В конце февраля 1836 года во Франции сменился Кабинет министров. Новым премьер-министром и министром иностранных дел стал Адольф Тьер. При нем французская политика в Испании получила новый импульс. Тьер считал, что Июльская монархия остро нуждается в поднятии своего престижа внутри страны. Это могло быть реализовано благодаря внешнеполитическим успехам нового режима. «В любой стране необходимо всегда поддерживать, культивировать дух величия <…> Когда нет величия от войны, надо, по крайней мере, дать стране величие мира», — заявлял Тьер еще в 1833 году. Для него важно было поддерживать дух величия во Франции, чтобы новый режим ассоциировался с триумфами во внешней политике, как это было в годы Первой империи, но без развязывания крупномасштабной войны. Так, 8 июня 1833 года он отметил: «Мы хотим величия, но возможного».
Став министром, Тьер провозгласил существование исключительных сфер влияния Франции. Испания, по его представлению, всегда была сферой интересов Франции. В своей парламентской речи, произнесенной в январе 1836 года, Тьер говорил о вечных интересах Франции на Пиренеях еще со времен политики Людовика XIV[617]
. Еще раньше, в речи о внешней политике, произнесенной 8 января 1834 года, он отметил, что «в Испании также присутствуют французские интересы»[618]. Помимо Испании Швейцария также была включена Тьером в сферу французских интересов[619]. Бельгия, Швейцария и Испания — эти страны интересовали Тьера, так как они, по его мнению, являлись «естественными границами» Франции[620]. «Франция обеспечила свободу не во всем мире, но от Альп до моря, от Пиренеев до Рейна. Не все это пространство занимает Франция, но везде есть французские интересы», — утверждал политик в одной из своих парламентских речей[621].В испанском вопросе, обострившемся в 1836 году, Тьер увидел отличный шанс, чтобы укрепить положение Франции, повысить ее международный авторитет. Главным аргументом в поддержку либералов в Испании у него выступала схожесть политических режимов двух стран. Во время одного из своих выступлений в палате пэров 6 января 1836 года Тьер заметил: «Таким образом, спрашивать нас, почему мы предпочитаем Изабеллу II восставшему Дону Карлосу, это то же самое, что спросить нас, почему мы есть те, кто мы есть, почему мы служим правительству, которому служим, почему мы настойчиво придерживаемся одной политики все время. Да, мы предпочитаем Изабеллу II Дону Карлосу по той же причине, которая заставляет нас предпочитать режим, который существует сегодня во Франции королевству эмигрантов, которых страна выбросила прочь…»[622]
.Тьер считал, что Франция не может терпеть реакцию у своих дверей. Если Июльская монархия не поддержит Изабеллу, то в Испании восторжествует карлистский абсолютизм или анархия. Поэтому рано или поздно следовало вмешаться — был убежден Тьер.

----

## Условие задачи
Ответьте по предоставленному тексту:
1. Кто в конце февраля 1836 года стал новым премьер-министром и министром иностранных дел Франции?
2. Какие три страны Тьер считал «естественными границами» Франции?
3. Что, по убеждению Тьера, восторжествует в Испании, если Июльская монархия не поддержит Изабеллу?
Материал по содержанию не связан с предоставленным текстом.

## Данные
----

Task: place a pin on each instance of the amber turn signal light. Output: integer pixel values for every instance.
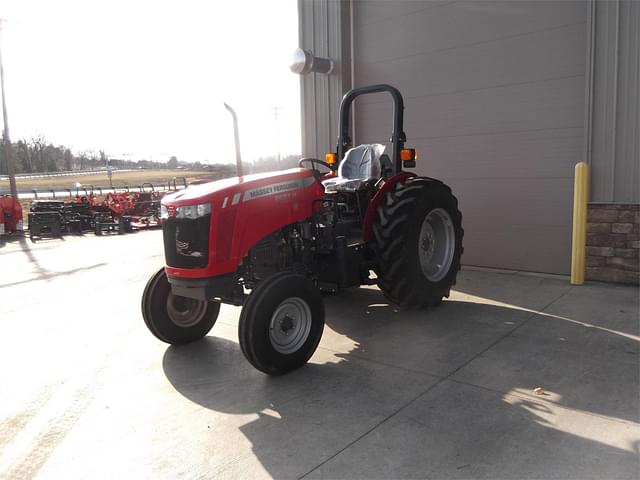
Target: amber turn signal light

----

## Решение задачи
1. Адольф Тьер.
2. Бельгия, Швейцария и Испания.
3. Карлистский абсолютизм или анархия.